## [Aim]
Update the entries below by changing every "donkey" to "mule" and keeping the rest unchanged.

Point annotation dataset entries
* BEGIN *

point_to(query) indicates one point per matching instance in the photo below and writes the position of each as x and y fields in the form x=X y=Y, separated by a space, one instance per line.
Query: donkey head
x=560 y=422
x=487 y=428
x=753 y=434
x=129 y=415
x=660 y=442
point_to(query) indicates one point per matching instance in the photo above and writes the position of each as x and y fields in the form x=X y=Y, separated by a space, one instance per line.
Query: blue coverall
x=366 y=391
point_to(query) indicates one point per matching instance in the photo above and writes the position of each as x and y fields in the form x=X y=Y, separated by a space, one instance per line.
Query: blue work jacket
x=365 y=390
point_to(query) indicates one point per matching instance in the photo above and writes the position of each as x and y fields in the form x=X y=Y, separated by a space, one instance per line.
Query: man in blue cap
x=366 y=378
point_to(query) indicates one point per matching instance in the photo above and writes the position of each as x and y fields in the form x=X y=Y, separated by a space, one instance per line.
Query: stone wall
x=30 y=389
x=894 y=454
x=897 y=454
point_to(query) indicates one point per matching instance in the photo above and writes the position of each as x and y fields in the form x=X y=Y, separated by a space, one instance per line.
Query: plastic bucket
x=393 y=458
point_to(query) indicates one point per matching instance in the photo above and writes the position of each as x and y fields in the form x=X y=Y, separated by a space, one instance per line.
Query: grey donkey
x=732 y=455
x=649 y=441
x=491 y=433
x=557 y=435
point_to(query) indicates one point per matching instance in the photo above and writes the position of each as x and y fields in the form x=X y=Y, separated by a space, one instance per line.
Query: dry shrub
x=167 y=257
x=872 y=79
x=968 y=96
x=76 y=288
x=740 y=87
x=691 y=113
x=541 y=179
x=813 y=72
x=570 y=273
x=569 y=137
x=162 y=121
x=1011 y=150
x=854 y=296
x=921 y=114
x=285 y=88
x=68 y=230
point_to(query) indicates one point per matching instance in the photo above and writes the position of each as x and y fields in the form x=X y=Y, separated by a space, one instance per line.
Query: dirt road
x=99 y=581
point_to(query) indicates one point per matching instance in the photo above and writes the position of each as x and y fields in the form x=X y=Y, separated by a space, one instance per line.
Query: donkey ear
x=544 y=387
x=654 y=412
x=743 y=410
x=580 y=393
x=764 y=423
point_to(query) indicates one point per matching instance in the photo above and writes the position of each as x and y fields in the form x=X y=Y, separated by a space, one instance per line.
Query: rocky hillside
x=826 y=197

* END *

## [Reply to the task]
point_to(query) indicates one point per matching instance in the photo below and writes the position of each as x and y fields in the form x=X y=Y, separated by a space, one instance per line.
Query: mule head
x=560 y=422
x=487 y=428
x=753 y=434
x=129 y=415
x=660 y=442
point_to(query) indicates one point per matching instance in the photo above and writes the position of each as x and y fields in the form x=X y=Y, separated by a space, one instance per line.
Query: blue coverall
x=366 y=391
point_to(query) indicates one point per matching instance in the photo above and writes the position of each as x and y fields in the form x=X y=Y, separated by a space, one instance per line.
Query: blue work jacket
x=365 y=390
point_to(query) indicates one point per matching instance in the photo above and writes the position of each as x and y fields in the form x=X y=Y, separated by a space, one instance per line.
Query: man in blue cap
x=366 y=378
point_to(query) indicates one point per matching instance in the photo above and writes the position of each as x and y fields in the form x=X y=Y, separated by a space, one instance per line.
Query: stone wall
x=30 y=389
x=894 y=454
x=897 y=454
point_to(query) indicates one point per matching instance in the photo above and writes the position of each as x and y fields in the form x=X y=Y, separated by a space, one instance per line.
Query: plastic bucket
x=393 y=458
point_to(query) indicates one point per matching instance in the photo above and writes the position of each as x and y fields in the form x=X y=Y, separated by a space, one instance per line.
Query: grey mule
x=732 y=455
x=649 y=441
x=491 y=433
x=557 y=435
point_to(query) indicates one point per matching instance in the photo above and writes the position of each as x and y fields in the form x=X y=Y, separated by a space, one instance per line.
Query: dry shrub
x=167 y=257
x=872 y=79
x=968 y=96
x=76 y=288
x=740 y=87
x=691 y=113
x=541 y=179
x=813 y=72
x=570 y=273
x=569 y=137
x=162 y=121
x=1011 y=150
x=854 y=296
x=921 y=114
x=285 y=88
x=68 y=230
point_to(query) indicates one point per matching instance in the photo above and writes the position of each as x and y fields in the form x=X y=Y, separated by a space, one instance per line.
Query: dirt road
x=99 y=581
point_to(query) indicates one point per matching instance in the photo above and writes the position of each as x and y fields in the form x=X y=Y, separated by a space, one instance per line.
Query: mule ear
x=544 y=387
x=654 y=412
x=743 y=410
x=580 y=393
x=764 y=423
point_to(query) indicates one point per matching instance in the photo above and writes the position of each as x and y fields in the form x=X y=Y, separated by a space, one instance per line.
Query: rocky hillside
x=826 y=197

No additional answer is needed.